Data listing
● ● ● ● ● ● ●
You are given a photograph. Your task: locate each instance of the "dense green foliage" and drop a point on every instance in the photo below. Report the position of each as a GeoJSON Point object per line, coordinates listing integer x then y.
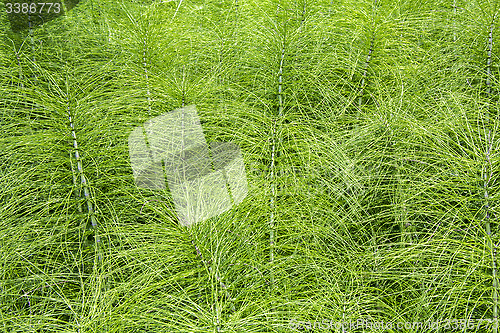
{"type": "Point", "coordinates": [368, 131]}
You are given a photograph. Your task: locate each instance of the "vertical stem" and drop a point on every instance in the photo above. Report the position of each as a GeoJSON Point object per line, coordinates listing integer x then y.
{"type": "Point", "coordinates": [144, 63]}
{"type": "Point", "coordinates": [487, 175]}
{"type": "Point", "coordinates": [83, 184]}
{"type": "Point", "coordinates": [365, 73]}
{"type": "Point", "coordinates": [454, 20]}
{"type": "Point", "coordinates": [274, 153]}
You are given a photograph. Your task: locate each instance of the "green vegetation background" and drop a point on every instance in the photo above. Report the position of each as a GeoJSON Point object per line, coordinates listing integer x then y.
{"type": "Point", "coordinates": [368, 131]}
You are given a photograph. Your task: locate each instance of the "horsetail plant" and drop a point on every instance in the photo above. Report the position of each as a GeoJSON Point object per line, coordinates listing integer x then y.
{"type": "Point", "coordinates": [487, 178]}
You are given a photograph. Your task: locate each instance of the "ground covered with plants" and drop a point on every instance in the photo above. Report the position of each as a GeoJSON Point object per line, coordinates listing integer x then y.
{"type": "Point", "coordinates": [368, 132]}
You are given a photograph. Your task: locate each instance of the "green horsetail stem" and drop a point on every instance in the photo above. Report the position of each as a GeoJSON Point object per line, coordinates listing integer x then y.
{"type": "Point", "coordinates": [487, 176]}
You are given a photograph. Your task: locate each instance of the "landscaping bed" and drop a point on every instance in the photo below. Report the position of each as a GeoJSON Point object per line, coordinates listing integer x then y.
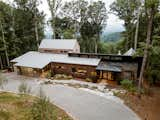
● ● ● ● ● ● ●
**The task:**
Report each line of the material above that contains the word "plants", copying every such line in full.

**Solution:**
You are given a photograph. Your task: locate each instance of the "ground covered with plants" and drop a point on every instance in the photo above. Report the position of each as a GeoJSON Point object per line, coordinates listing integer x then y.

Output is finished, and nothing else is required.